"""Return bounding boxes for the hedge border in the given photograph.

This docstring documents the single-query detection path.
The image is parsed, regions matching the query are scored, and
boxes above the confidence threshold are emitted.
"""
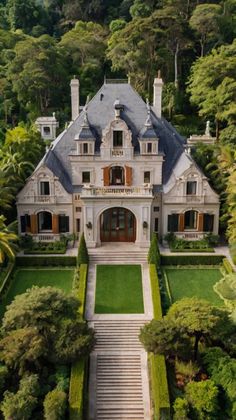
[69,264,88,420]
[170,248,215,253]
[16,255,76,267]
[223,258,234,274]
[149,264,170,420]
[161,254,225,265]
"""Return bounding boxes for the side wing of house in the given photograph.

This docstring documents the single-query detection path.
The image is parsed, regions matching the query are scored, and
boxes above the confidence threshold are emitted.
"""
[162,153,219,239]
[17,165,73,240]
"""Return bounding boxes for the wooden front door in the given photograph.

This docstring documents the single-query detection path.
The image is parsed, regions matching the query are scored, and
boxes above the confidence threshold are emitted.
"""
[100,207,136,242]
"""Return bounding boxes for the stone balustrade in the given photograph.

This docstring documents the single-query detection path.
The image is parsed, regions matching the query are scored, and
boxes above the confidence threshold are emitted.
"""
[81,186,153,198]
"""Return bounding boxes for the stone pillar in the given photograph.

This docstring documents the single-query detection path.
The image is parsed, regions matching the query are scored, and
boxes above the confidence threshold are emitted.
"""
[178,213,184,232]
[52,214,59,235]
[153,71,163,118]
[30,214,38,235]
[197,213,204,232]
[125,166,132,187]
[70,78,79,121]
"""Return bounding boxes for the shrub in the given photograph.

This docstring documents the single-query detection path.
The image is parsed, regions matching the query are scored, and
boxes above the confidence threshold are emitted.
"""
[77,233,89,266]
[148,232,160,267]
[16,255,76,267]
[0,365,8,394]
[149,264,162,320]
[43,389,67,420]
[150,354,170,420]
[69,358,86,420]
[173,397,189,420]
[161,255,225,265]
[185,379,218,420]
[1,375,39,420]
[149,264,170,419]
[223,258,234,274]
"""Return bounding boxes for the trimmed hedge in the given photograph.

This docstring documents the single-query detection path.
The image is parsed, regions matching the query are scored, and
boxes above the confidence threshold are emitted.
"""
[149,264,162,320]
[69,264,88,420]
[76,264,88,317]
[149,264,170,420]
[223,258,234,274]
[16,255,76,267]
[150,354,171,420]
[69,358,87,420]
[161,255,225,265]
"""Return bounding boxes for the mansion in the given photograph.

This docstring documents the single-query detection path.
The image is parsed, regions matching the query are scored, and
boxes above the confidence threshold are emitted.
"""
[17,75,219,247]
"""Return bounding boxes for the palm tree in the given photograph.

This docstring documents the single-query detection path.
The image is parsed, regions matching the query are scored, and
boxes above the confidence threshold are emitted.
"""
[0,216,18,264]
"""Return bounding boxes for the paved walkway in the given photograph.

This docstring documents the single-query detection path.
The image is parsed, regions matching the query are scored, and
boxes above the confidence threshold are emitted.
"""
[85,246,153,420]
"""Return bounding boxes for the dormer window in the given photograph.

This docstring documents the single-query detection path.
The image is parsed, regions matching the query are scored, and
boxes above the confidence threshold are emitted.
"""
[186,181,197,195]
[83,143,88,155]
[43,127,51,136]
[40,181,50,195]
[113,130,123,147]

+===+

[WHAT TO WORK ON] Output every line of the items above as a JSON list of strings, one string per line, skipping blank lines and leaving the picture out.

[SOLVED PROBLEM]
[
  "\"\"\"Return bounding boxes for the hedge border in the given photograph.",
  "This docstring documents the single-query detection path.",
  "The image is parsed, regions matching the query are scored, and",
  "boxes above the confidence threshold are emitted.",
  "\"\"\"",
  "[69,264,88,420]",
  "[170,248,215,253]",
  "[16,255,76,267]",
  "[223,258,234,274]",
  "[149,264,170,420]",
  "[161,254,225,265]",
  "\"\"\"Return bounding boxes for the side wing of house in the given photograph.",
  "This docstring documents the single-query detection path.",
  "The image is parsed, regions matching the query are scored, and",
  "boxes above the confidence threshold are emitted.",
  "\"\"\"",
  "[162,153,219,239]",
  "[17,165,73,240]",
  "\"\"\"Return bounding boxes for the wooden front door in the given photograph.",
  "This docstring documents the single-query detection path.",
  "The image is parsed, regions matching the query are scored, and",
  "boxes above the confidence threshold are emitted.",
  "\"\"\"",
  "[100,207,136,242]",
  "\"\"\"Return bounding boxes for the stone balustrade in the given photograph.",
  "This docstring documents the single-query detection path.",
  "The image is parsed, regions matching the query are scored, and",
  "boxes above the confidence threshold are emitted.",
  "\"\"\"",
  "[81,186,153,198]",
  "\"\"\"Return bounding boxes for the stone pillar in the given photograph.",
  "This docstring documents the single-query detection path.",
  "The image is parsed, regions matching the query are scored, and",
  "boxes above the confidence threshold are emitted.",
  "\"\"\"",
  "[178,213,184,232]",
  "[52,214,59,235]",
  "[153,71,163,118]",
  "[30,214,38,235]",
  "[197,213,204,232]",
  "[125,166,132,187]",
  "[70,78,79,121]",
  "\"\"\"Return bounding boxes for the shrub in the given photograph.",
  "This docstring documents the single-query detection path.",
  "The image is parsed, regions matching the query are scored, and",
  "boxes above the confidence threshold are emitted.",
  "\"\"\"",
  "[77,233,89,266]",
  "[148,232,160,267]",
  "[16,255,76,267]",
  "[0,365,8,394]",
  "[149,264,162,320]",
  "[43,389,67,420]",
  "[150,354,170,420]",
  "[69,358,86,420]",
  "[173,397,189,420]",
  "[161,255,225,265]",
  "[185,379,218,420]",
  "[1,375,39,420]",
  "[149,264,170,419]",
  "[223,258,234,274]",
  "\"\"\"Return bounding boxes for the trimmed hedge in the given photograph.",
  "This docstring documents the single-query detection path.",
  "The image is parsed, regions matching the query are scored, and",
  "boxes above the confidence threshold are emitted.",
  "\"\"\"",
  "[149,264,162,320]",
  "[69,264,88,420]",
  "[76,264,88,317]",
  "[149,264,170,420]",
  "[223,258,234,274]",
  "[16,255,76,267]",
  "[150,354,171,420]",
  "[69,358,87,420]",
  "[161,255,225,265]",
  "\"\"\"Return bounding boxes for the mansion in the given photograph.",
  "This docstring documents the single-query detection path.",
  "The image is parsed, regions matching the query are scored, and",
  "boxes above the confidence threshold are emitted.",
  "\"\"\"",
  "[17,75,219,247]",
  "\"\"\"Return bounding boxes for the palm tree in the given photograph.",
  "This docstring documents the single-query detection path.",
  "The image is parsed, regions matching the query are scored, and",
  "boxes above the confidence threshold are emitted.",
  "\"\"\"",
  "[0,216,18,264]",
  "\"\"\"Return bounding boxes for the paved walkway in the given photograph.",
  "This docstring documents the single-query detection path.",
  "The image is parsed, regions matching the query are scored, and",
  "boxes above the confidence threshold are emitted.",
  "\"\"\"",
  "[85,246,153,420]",
  "\"\"\"Return bounding boxes for the dormer window in the given photograph.",
  "This docstring documents the single-query detection path.",
  "The image is parsed, regions matching the query are scored, and",
  "boxes above the confidence threshold are emitted.",
  "\"\"\"",
  "[186,181,197,195]",
  "[83,143,88,155]",
  "[43,127,51,136]",
  "[40,181,50,195]",
  "[113,130,123,147]"
]